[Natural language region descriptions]

--- START ---

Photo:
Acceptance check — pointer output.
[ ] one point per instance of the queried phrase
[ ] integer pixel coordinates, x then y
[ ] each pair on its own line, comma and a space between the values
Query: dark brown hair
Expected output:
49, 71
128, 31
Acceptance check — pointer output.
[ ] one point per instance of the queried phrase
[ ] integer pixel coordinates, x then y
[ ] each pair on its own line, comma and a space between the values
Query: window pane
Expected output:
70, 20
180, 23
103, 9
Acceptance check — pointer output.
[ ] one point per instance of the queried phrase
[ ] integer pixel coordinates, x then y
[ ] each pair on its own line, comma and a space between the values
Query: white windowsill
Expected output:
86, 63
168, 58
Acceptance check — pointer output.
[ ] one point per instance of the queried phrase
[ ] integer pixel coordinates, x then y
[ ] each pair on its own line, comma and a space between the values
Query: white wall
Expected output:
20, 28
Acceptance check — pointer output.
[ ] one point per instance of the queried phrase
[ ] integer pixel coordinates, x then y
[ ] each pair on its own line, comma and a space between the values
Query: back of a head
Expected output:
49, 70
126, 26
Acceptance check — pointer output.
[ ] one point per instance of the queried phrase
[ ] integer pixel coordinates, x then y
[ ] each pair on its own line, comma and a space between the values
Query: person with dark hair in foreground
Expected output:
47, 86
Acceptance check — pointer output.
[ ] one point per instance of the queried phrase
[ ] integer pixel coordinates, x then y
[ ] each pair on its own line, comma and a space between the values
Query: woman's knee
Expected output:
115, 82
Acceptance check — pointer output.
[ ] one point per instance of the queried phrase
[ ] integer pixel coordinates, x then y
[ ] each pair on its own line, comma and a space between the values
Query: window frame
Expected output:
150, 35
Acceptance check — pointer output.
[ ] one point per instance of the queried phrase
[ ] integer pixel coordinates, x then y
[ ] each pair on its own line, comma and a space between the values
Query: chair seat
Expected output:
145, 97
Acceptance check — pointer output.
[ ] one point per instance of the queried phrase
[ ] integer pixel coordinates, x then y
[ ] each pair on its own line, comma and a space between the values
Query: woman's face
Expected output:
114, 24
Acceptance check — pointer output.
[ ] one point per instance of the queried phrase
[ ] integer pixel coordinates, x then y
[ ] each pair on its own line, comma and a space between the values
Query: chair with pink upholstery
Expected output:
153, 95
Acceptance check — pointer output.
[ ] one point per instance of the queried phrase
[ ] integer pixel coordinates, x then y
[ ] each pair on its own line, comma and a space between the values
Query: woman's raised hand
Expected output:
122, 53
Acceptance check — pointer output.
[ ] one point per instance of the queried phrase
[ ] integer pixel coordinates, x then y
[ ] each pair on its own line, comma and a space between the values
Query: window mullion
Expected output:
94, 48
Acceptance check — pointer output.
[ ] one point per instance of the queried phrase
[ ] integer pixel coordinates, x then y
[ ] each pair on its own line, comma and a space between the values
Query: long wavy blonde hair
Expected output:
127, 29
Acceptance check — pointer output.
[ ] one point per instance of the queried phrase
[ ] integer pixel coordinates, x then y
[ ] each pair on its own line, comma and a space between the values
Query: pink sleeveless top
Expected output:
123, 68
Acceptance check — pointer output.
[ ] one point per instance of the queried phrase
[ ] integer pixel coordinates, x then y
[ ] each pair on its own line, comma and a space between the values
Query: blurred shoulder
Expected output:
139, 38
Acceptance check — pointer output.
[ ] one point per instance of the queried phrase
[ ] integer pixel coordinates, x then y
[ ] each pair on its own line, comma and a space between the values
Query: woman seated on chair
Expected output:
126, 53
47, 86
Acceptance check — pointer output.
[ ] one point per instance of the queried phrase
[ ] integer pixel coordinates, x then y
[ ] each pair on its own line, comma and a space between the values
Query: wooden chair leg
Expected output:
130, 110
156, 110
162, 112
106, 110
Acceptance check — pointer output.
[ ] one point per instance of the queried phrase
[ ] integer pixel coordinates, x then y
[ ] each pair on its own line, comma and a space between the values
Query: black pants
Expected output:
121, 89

--- END ---

Write out the records above exactly, from the opening line to the line with "Query: window pane", including both, with nothing added.

RESPONSE TO THE EXERCISE –
Photo:
Acceptance check — pointer output.
[ ] one point per instance of the queried phrase
[ ] integer pixel coordinates, x then y
[ ] each pair on its own line, comma and a space between the values
Query: dark brown hair
Expected output:
49, 71
128, 31
Acceptance check — pointer output.
[ ] one point per instance of the queried phrase
[ ] integer pixel coordinates, x then y
[ ] each pair on its own line, comma and a space between the values
Query: window pane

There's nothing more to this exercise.